SOURCE DOCUMENT »
And that brings me to a topic that's entirely different but also very relevant: job interviews bring interviewer-biases with them.

If you run into an old-school interviewer who would do exactly that "Prius extends Car extends Vehicle, etc." nonsense, but you don't know it, they would rate you negatively.

If you run into someone who is just in love with functional programming, you'll lose any OO implementation.

If you run into someone who doesn't like it when you ask questions, you'll lose. If you run into someone who doesn't like you asking questions they don't know the answer to, you lose.

And if you get sent a 3-hour long Hackerrank or Leetcode algorithmic test, everybody loses.

Tech job interviews are just horribly biased and the game is won if you read your audience correctly. And even then, if the other person is a racist, or just doesn't like your face, or had a bad day, or feels threatened, or disapproves of how you write "Javascript" instead of "JavaScript", you still lose.

6 comments

Not including the racist discrimination example, I'm not sure that this is a bad problem. I believe there is a tendency for us to leave the schooling system and start viewing interviews as though they were our new exams, where failure is your own fault. I argue that interviews are the starting point of a new relationship, so the closest analogy is actually a date. If you're on a date and express your values and the other person rejects you for it, it simply means you don't make a good relationship - even if it's just because the other person has unfair demands.

So don't project programming ideals you don't believe in. If they can't reconcile different opinions, it's their problem. You won't have the conviction or experience to do it convincingly anyway.

And if they don't like you asking questions, you've really dodged a bullet!
Every example you listed would be dodging an enormous bullet.

The exact example the grandparent used was essentially a wrong answer, so our "old-school interviewer" (that sounds kind of ageist doesn't it?) marking us down for not using it is a bad thing.

An interviewer who loves functional programming and doesn't communicate any preference then marks you down for not reading their mind is someone to avoid.

An interviewer who punishes you for asking questions is a huge red flag and you'll be dodging a huge bullet.

I'm a self-taught dev so I definitely have some thoughts on how tech interviewing goes, but an interview runs both ways. I'd much rather miss out on a job because the other person was racist or they hate when people ask questions, than to end up working with them.

CHALLENGE » Retype the stretch of the interview-bias text from "If you run into an" through "you still lose.", word for word. The records that follow stand apart from the text on interview bias.

DATASET RECORDS »

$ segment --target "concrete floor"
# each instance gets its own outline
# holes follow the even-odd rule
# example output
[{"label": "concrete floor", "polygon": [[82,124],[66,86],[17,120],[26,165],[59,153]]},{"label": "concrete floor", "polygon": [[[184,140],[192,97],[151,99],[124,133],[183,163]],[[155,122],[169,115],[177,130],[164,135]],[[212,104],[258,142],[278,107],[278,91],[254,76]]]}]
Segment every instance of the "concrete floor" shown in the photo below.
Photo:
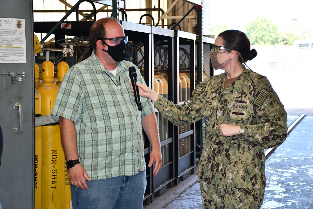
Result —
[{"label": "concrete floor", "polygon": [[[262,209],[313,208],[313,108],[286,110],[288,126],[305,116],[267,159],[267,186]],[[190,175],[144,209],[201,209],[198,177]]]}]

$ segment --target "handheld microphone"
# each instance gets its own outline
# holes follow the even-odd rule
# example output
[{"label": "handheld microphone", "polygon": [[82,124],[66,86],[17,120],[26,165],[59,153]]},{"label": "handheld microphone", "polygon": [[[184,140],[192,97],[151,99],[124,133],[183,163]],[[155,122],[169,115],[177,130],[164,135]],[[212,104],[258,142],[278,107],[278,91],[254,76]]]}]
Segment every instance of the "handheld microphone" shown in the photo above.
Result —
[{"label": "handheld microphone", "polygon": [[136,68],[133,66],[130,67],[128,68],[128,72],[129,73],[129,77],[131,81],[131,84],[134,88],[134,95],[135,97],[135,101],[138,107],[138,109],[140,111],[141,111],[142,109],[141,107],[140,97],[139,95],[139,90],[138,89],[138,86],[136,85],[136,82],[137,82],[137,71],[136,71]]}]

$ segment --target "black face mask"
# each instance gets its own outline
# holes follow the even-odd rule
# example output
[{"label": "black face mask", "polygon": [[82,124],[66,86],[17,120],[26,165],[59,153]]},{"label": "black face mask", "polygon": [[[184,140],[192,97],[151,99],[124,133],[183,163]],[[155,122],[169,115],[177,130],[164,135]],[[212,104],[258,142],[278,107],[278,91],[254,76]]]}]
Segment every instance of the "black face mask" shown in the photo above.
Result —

--

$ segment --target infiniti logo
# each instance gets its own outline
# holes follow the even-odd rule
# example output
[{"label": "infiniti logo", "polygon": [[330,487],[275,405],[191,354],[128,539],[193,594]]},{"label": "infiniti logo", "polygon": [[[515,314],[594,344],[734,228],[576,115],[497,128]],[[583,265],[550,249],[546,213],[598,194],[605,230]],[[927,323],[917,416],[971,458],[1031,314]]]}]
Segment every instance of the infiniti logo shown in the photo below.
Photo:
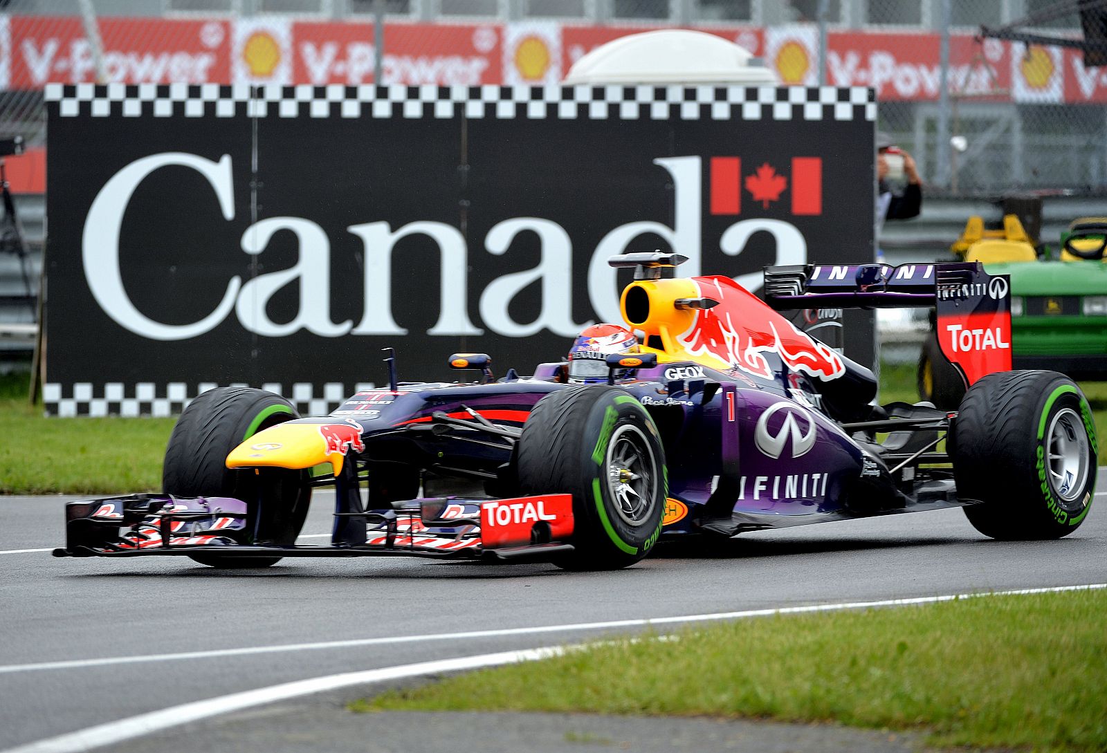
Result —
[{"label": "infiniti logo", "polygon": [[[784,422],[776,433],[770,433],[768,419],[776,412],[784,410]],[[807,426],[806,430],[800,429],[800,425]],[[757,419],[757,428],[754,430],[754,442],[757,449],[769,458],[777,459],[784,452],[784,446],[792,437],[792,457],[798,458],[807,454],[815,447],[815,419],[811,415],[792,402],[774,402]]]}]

ANSWER FOR THIS EXERCISE »
If you run into an old-school interviewer who would do exactly that "Prius extends Car extends Vehicle, etc." nonsense, but you don't know it, they would rate you negatively.

If you run into someone who is just in love with functional programming, you'll lose any OO implementation.

If you run into someone who doesn't like it when you ask questions, you'll lose. If you run into someone who doesn't like you asking questions they don't know the answer to, you lose.

And if you get sent a 3-hour long Hackerrank or Leetcode algorithmic test, everybody loses.

Tech job interviews are just horribly biased and the game is won if you read your audience correctly. And even then, if the other person is a racist, or just doesn't like your face, or had a bad day, or feels threatened, or disapproves of how you write "Javascript" instead of "JavaScript", you still lose.